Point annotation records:

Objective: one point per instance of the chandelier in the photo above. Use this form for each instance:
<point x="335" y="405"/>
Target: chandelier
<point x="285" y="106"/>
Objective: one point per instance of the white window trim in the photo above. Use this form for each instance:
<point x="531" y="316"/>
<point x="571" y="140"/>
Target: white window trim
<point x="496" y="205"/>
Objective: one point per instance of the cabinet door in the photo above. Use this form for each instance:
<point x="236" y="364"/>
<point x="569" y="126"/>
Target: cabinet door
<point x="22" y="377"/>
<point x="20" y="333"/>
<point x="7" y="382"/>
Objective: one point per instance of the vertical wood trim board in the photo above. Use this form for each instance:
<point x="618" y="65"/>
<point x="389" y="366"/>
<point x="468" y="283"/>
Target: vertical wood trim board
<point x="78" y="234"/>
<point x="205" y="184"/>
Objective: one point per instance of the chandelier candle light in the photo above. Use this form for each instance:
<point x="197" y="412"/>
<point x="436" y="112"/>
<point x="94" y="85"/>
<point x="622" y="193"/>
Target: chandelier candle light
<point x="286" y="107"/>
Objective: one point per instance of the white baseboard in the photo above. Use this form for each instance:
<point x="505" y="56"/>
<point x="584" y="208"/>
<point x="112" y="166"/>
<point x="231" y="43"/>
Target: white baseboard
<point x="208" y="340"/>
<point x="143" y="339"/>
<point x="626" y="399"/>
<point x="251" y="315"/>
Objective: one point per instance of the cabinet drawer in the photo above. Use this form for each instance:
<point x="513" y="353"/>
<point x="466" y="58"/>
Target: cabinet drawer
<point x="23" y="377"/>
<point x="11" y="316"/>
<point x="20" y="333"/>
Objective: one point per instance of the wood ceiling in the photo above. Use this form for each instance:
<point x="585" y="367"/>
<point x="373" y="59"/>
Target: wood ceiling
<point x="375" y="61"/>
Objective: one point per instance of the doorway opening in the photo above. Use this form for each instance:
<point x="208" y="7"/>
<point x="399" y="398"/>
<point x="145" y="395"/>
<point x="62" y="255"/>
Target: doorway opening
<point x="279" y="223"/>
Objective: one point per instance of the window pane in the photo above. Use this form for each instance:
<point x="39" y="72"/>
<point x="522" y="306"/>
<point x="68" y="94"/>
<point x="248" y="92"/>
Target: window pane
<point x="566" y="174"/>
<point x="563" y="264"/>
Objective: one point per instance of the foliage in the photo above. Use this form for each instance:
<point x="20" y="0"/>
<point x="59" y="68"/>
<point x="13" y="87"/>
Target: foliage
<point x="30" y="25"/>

Goal: Please return all of the data above verbatim, with every line unchanged.

Exercise answer:
Objective: one point per instance of the chandelier in the photo above. Use this form for each instance:
<point x="335" y="405"/>
Target: chandelier
<point x="285" y="106"/>
Objective: one point per instance of the white window trim in the photo above. Use this form for each instance:
<point x="531" y="316"/>
<point x="571" y="140"/>
Target: white window trim
<point x="496" y="205"/>
Objective: one point per instance of the cabinet door in the photo above. Use this form for each instance:
<point x="236" y="364"/>
<point x="569" y="126"/>
Target: cabinet door
<point x="22" y="377"/>
<point x="20" y="333"/>
<point x="7" y="382"/>
Objective: one point per instance of the vertical wood trim board in the photo above. Use this form for each instance:
<point x="618" y="65"/>
<point x="389" y="366"/>
<point x="468" y="283"/>
Target: vertical wood trim board
<point x="78" y="234"/>
<point x="205" y="184"/>
Objective: one point per instance of the chandelier candle light in the photo above. Use this form for each instance:
<point x="197" y="412"/>
<point x="436" y="112"/>
<point x="94" y="85"/>
<point x="622" y="193"/>
Target: chandelier candle light
<point x="286" y="107"/>
Objective: one point per instance of the white baseboard in the photo above. Use this form for each instance:
<point x="505" y="56"/>
<point x="584" y="208"/>
<point x="112" y="166"/>
<point x="231" y="43"/>
Target: white baseboard
<point x="208" y="340"/>
<point x="143" y="339"/>
<point x="626" y="399"/>
<point x="251" y="315"/>
Objective: one point per instance of the cabinet drawer in the photo above. Use this form for each instance:
<point x="513" y="353"/>
<point x="466" y="58"/>
Target: cabinet drawer
<point x="23" y="377"/>
<point x="11" y="316"/>
<point x="20" y="333"/>
Objective: one point per instance of the wood ceiling in the photo above. Use this form for each instance:
<point x="585" y="367"/>
<point x="373" y="59"/>
Target: wood ceiling
<point x="375" y="61"/>
Objective: one point per instance of the doorway opening in the photo above. Use this form for each instance:
<point x="208" y="7"/>
<point x="399" y="398"/>
<point x="145" y="395"/>
<point x="62" y="255"/>
Target: doorway opening
<point x="279" y="223"/>
Objective: one point per instance of the window pane in the photo above. Use this form for each instance:
<point x="39" y="72"/>
<point x="522" y="306"/>
<point x="68" y="94"/>
<point x="248" y="92"/>
Target: window pane
<point x="566" y="174"/>
<point x="563" y="264"/>
Objective: one point per instance of the foliage in the photo above. Use this form for each instance:
<point x="20" y="0"/>
<point x="59" y="68"/>
<point x="13" y="87"/>
Target: foliage
<point x="30" y="25"/>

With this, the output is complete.